__Action item 1__: In the Cited passage, why does the commenter want to see and edit the prompt wording the tracker uses? Answer in one to three sentences.
__Action item 2__: According to the Cited passage, what does the launch-week offer include?
__Action item 3__: Reproduce the Cited passage word for word, everything from "Optimize brand visibility." down to "for my team.".

__Passage provided__:
================

So I built Cited: AI search visibility and competitive intelligence for B2B software marketers, brand marketers, PMMs and founders. Built to track and close the loop, not just report a score.
🔍 Track who ChatGPT and Claude recommend for your buyers' intent prompts, week on week and who they ignore
🧠 Diagnose why: the exact evidence gaps (use case, persona, pricing and more), traced to what a model actually said
✍️ Fix the gaps with drafted content inside the product. One click.
🔁 Iterate: verify what moved after you ship, and get alerted when a competitor takes your spot
Most tools stop at monitoring generic AI mentions. That's a scoreboard, not a workflow.
🎁 Launch week: 2 full audits free, no credit card needed. Launch pricing with 20% off applied automatically at checkout.
Interactive demo : https://www.citedintel.com/demo
Run a free audit on your own category, see who AI endorses, and close the gaps. I built and shipped this myself - I'll be here all day, and any questions are most welcome.
Optimize brand visibility. Win AI search recommendations. Stay cited. 🫡
Really useful angle on tracking AI-driven buyer research. One concrete addition that would help: let me see the exact prompt wording the tracker uses to query ChatGPT and Claude, and let me tweak it. Right now I'm guessing whether my product description or my category framing is what triggered a competitor mention, and being able to edit the evaluation prompts would make the gap analysis way more trustworthy for my team.

================

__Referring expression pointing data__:
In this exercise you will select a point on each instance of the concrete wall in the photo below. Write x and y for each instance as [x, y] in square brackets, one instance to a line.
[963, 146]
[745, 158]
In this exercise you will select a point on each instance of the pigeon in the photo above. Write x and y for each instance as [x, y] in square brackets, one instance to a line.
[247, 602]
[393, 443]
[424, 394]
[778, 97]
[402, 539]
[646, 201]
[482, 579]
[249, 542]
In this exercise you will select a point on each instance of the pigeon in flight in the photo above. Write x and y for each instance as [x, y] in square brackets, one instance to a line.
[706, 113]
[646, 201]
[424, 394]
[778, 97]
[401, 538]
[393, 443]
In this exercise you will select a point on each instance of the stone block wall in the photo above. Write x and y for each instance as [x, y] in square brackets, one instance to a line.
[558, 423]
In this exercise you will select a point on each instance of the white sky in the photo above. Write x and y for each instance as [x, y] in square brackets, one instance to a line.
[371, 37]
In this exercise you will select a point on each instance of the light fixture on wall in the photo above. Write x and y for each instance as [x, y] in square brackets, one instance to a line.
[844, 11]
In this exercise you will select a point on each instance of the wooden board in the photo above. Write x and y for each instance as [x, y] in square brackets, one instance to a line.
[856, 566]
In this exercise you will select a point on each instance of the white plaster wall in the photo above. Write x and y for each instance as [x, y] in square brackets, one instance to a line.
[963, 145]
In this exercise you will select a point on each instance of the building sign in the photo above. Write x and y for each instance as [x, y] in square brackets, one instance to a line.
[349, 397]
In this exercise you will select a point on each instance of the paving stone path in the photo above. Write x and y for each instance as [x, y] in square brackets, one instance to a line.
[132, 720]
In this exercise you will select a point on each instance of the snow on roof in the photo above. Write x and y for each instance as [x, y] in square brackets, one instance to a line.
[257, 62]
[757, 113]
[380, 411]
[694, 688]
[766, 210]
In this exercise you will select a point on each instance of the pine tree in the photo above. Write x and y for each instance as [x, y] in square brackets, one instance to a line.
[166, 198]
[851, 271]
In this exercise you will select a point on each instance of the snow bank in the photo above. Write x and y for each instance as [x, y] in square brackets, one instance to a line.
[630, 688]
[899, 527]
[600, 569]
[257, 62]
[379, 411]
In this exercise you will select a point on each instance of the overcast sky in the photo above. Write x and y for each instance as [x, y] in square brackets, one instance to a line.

================

__Written answer 1__: The commenter currently has to guess whether their product description or their category framing caused a competitor to be mentioned. Being able to edit the evaluation prompts would make the gap analysis much more trustworthy for their team.

__Written answer 2__: Two full audits free with no credit card needed, plus launch pricing with 20% off applied automatically at checkout.

__Written answer 3__:
Optimize brand visibility. Win AI search recommendations. Stay cited. 🫡
Really useful angle on tracking AI-driven buyer research. One concrete addition that would help: let me see the exact prompt wording the tracker uses to query ChatGPT and Claude, and let me tweak it. Right now I'm guessing whether my product description or my category framing is what triggered a competitor mention, and being able to edit the evaluation prompts would make the gap analysis way more trustworthy for my team.